- _Problems to work on_
1 > Summarize the article on electricity and the brain in two sentences.
2 > Write out the passage of the article on electricity and the brain starting with "From Animal Spirits" and going on through "human EEG recording.", word for word.

- _Quoted passage_

****

From Animal Spirits to Brain-Computer Interface

Figure 1. Human physiology according to Galen (129-c.199).

A look back at the relationship between electricity and the brain on the 100th anniversary of the first human EEG recording.

by Peter J. Koehler

This year marks the centennial of the first registration of a human electroencephalogram (EEG). Why is it that just a few hundred years ago physicians were still thinking in terms of animal spirits (spiritus animalis) flowing through cerebral ventricles and hollow nerves, when today we can create brain-computer interfaces to help disabled persons control their wheelchairs?1

Figure 2. Ventricular or cell doctrine from the 1508 edition of Gregor Reisch’s Margarita philosophica.

“Neurophysiology” Before the 18th Century

The doctrine of pneuma (spiritus in Latin, a very fine and volatile material principle of life) states that natural spirits (spiritus naturalis) arise in the liver, according to the physiology of Galen (129-c.199). These are converted into vital spirits (spiritus vitalis) after passing through tiny pores between the right and left parts of the heart. After passing through the rete mirabele — a vascular plexus of blood vessels at the base of the brain surrounding the pituitary gland that is present in mammals, but not in humans — they become animal spirits (spiritus animalis),2 flowing through the brain cavities and nerves. (See Figure 1.) Greco-Roman medicine, with the even older humoral pathophysiology in addition to this pneuma doctrine, was influential for many centuries.

Figure 3. Cornelis Stalpart van der Wiel contested the localization of the soul in the pineal gland.

****

- _Source material_
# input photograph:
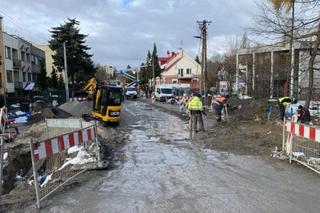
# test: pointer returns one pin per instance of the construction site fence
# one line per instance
(301, 143)
(59, 159)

****

- _Exercise solutions_
1 > Marking the centennial of the first human EEG recording, the article asks why physicians a few hundred years ago still thought of animal spirits flowing through cerebral ventricles and hollow nerves, while today brain-computer interfaces help disabled persons control their wheelchairs. It explains that in Galen's physiology, natural spirits arising in the liver became vital spirits after passing through tiny pores in the heart and then animal spirits after passing through the rete mirabile, and that Greco-Roman medicine, with this pneuma doctrine and humoral pathophysiology, was influential for many centuries.

2 >
From Animal Spirits to Brain-Computer Interface

Figure 1. Human physiology according to Galen (129-c.199).

A look back at the relationship between electricity and the brain on the 100th anniversary of the first human EEG recording.